* **WHAT IS EXPECTED**
Write out the items again with each "car rear wheel" swapped for "back tire". Change nothing else, and leave out the pictures.

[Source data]

- - - - -

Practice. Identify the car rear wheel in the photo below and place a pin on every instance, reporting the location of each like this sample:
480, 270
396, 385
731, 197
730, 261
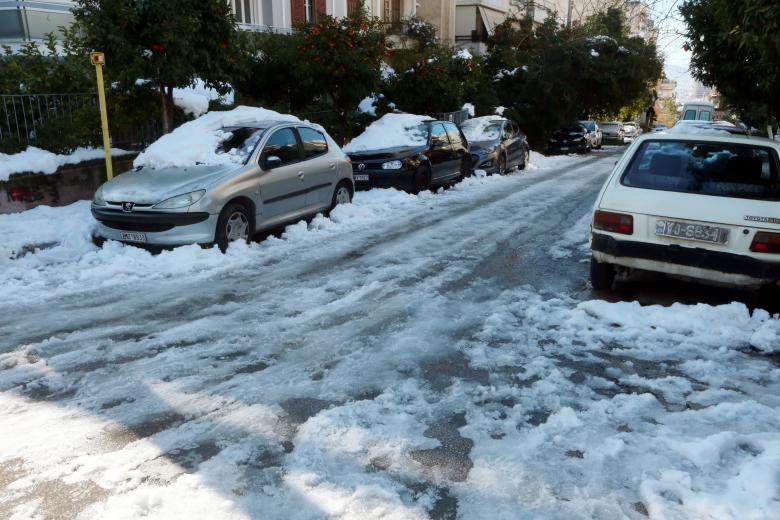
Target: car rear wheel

- - - - -

* **SOLUTION BELOW**
Practice. Identify the back tire in the photo below and place a pin on every instance, reporting the location of each like this sample:
480, 270
396, 385
731, 197
730, 261
Target: back tire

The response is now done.